*** Extract provided ***

Company Watch: Anheuser-Busch to benefit from InBev acquisition
Author: Jeremy Cunnington
Date published: 2 Jul 2008
The US campaign to block InBev's acquisition of Anheuser-Busch (A-B) may, if it succeeds, end up doing in the long term what its advocates fear the acquisition would do - destroy jobs and belittle the iconic brand Budweiser. Anheuser-Busch's over-reliance on the maturing US market and lack of capacity to expand internationally quickly enough in an increasingly consolidated global market may make coming under InBev's wing an attractive prospect.

Over-reliance on the US
Of the near 15 billion litres of beer sold by Anheuser-Busch in 2006, nearly 82% was in the US. After that the next biggest market for the company was China with nearly 13% (based only in the northeast of the country), followed by Western Europe (mainly the UK) and Canada, both of which accounted for 2% of Anheuser-Busch's volumes.
This position does not fully show the company's global strength as it does have minority interests in Tsingtao, China's second biggest brewery and Mexico's Modelo. It also has joint ventures in Vietnam and India. All these markets are expected to perform well over the 2007-2012 period. However, the company's joint venture in India will have limited potential due to the country's complex taxation and infrastructure problems, meaning a national network of breweries would be required to take full advantage of the market's growth.
In Anheuser-Busch's main market, the US, its strength is based on commanding over 49% of beer sales. In actual terms, the US is expected to be one of the most dynamic (632 million litres) between 2007-2012, but this equates only to a 0.5% CAGR over the period as the market matures. Unfortunately, most of this growth will come from imported premium lagers, which the company lacks. In addition, the company will also face increasing competition following SABMiller and Molson Coors' recent joint venture, which is likely to put further pressure on margins.
In regions where A-B does not have a presence it uses licences with local market players for either importation or production of its products. Recent examples of this have been with SABECO in Vietnam, Heineken in Russia and Cervecería Barú in Panama. Budweiser is also locally brewed under the direct supervision of Anheuser-Busch brew masters in a number of countries: Argentina, Canada, Ireland, Japan, Russia, South Korea and Spain.
These activities reduce the costs of penetrating new markets for A-B and offer a low-risk method with minimal investment. This, however, does limit potential revenue generation as it has to share it with a partner, and potentially the brand may not be supported as well as if it had its own distribution company there, as the partner's main focus is going to be on its own brands. In addition, it will be up against competitors with a stronger presence in the country, which could outmuscle it.
InBev's global position
Global beer volumes are expected to grow by over 28 billion litres (3.1% CAGR) between 2007 and 2012, driven by emerging markets, led by China and followed by the other BRIC countries. Other strong contributors will include Ukraine, Mexico and Vietnam. While A-B has a presence in a number of these markets, it is either weak or partial at best as we have seen above. It certainly does not compare in terms of depth or breadth to InBev.
In 2006 InBev was the world's leading brewer with volumes sales of over 20 billion litres. The company's largest market is Latin America, which accounted for 42% of its volumes. It also has a strong presence in a number of other regions with Eastern Europe, Asia-Pacific and Western Europe accounting for 10%, 17% and 15% respectively of the company's volumes.

***

#### [Required work]
1. According to the article on InBev's acquisition of Anheuser-Busch, what share of Anheuser-Busch's 2006 beer volumes was sold in the US?
2. Summarize the article on InBev's acquisition of Anheuser-Busch in two sentences.

*** Raw records ***

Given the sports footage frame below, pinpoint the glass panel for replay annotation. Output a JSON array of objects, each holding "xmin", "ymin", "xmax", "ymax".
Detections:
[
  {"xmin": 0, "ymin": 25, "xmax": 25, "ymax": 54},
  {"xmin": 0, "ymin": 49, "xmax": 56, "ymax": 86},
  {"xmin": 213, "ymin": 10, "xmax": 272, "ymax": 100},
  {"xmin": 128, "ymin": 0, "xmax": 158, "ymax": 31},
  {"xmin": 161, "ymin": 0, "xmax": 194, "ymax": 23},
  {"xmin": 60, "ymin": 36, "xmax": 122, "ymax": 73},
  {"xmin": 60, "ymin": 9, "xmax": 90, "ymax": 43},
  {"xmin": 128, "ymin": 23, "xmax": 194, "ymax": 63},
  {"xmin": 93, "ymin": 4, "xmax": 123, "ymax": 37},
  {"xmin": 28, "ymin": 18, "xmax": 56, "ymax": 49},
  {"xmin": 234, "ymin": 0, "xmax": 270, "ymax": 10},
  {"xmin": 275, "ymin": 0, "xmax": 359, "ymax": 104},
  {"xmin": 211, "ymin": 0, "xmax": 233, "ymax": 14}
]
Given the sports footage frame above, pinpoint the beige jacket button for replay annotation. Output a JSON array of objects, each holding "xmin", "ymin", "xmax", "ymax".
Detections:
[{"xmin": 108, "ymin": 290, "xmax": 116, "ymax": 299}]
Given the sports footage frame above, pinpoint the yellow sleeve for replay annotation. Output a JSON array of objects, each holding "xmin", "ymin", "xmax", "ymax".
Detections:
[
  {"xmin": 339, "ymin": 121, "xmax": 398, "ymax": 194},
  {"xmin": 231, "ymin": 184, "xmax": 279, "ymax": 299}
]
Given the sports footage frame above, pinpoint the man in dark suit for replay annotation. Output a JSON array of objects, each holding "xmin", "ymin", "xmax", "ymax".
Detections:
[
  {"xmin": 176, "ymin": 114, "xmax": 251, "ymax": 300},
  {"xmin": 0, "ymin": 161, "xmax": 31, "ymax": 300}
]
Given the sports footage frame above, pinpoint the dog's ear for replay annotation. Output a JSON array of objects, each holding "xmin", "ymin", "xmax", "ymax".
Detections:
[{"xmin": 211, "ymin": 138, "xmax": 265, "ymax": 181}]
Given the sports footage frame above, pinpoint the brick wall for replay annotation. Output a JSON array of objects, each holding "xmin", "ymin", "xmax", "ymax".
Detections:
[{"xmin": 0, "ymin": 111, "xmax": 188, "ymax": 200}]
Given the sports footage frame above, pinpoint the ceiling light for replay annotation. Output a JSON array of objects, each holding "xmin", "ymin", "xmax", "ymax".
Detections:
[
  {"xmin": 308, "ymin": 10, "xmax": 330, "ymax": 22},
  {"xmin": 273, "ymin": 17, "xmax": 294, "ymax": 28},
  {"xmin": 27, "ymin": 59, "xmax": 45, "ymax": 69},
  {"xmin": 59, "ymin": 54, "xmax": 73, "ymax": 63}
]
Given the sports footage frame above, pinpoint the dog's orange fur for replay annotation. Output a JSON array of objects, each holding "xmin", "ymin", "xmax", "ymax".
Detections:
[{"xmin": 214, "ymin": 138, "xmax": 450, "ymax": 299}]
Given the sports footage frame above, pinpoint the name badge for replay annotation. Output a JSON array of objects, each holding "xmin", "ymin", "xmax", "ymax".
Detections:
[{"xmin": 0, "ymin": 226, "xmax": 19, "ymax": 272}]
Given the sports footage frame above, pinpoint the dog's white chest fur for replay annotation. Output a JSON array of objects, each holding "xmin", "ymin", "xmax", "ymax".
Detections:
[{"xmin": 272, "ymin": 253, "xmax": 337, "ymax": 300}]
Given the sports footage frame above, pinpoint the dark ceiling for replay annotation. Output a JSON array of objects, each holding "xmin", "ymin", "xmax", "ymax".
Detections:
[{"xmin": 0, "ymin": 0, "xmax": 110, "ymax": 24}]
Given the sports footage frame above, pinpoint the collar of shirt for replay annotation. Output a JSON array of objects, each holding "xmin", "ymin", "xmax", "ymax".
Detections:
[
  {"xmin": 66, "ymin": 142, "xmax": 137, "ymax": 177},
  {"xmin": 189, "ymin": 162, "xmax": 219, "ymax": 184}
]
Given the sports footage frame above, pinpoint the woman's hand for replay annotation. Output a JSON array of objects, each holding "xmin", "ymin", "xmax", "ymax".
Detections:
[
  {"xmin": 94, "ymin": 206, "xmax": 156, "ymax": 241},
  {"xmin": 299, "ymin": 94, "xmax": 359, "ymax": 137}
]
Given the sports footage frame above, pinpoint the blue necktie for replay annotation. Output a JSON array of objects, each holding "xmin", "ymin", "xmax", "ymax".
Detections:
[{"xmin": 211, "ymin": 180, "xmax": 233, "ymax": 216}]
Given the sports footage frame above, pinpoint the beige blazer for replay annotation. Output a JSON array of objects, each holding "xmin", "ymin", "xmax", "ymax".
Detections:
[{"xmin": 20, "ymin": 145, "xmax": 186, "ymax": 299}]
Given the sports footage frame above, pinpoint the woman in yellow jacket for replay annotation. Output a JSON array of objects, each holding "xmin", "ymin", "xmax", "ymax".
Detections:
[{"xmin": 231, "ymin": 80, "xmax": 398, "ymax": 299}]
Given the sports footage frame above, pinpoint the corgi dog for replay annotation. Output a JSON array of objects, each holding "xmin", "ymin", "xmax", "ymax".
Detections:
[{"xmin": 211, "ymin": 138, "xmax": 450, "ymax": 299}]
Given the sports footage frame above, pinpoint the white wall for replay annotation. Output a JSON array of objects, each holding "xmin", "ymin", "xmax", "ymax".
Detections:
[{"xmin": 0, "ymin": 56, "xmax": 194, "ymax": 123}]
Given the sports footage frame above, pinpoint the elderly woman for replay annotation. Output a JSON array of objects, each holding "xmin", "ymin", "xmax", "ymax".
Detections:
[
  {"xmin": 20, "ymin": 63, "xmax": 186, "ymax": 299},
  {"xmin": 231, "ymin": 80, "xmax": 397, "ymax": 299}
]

***

#### [Responses to the exercise]
1. Nearly 82%.

2. Anheuser-Busch depends heavily on the maturing US market, where nearly 82% of its 2006 volumes were sold, and its presence in the growth markets abroad is weak or partial at best. InBev, the world's leading brewer in 2006, has a global position that Anheuser-Busch does not match in depth or breadth, which may make coming under InBev's wing an attractive prospect.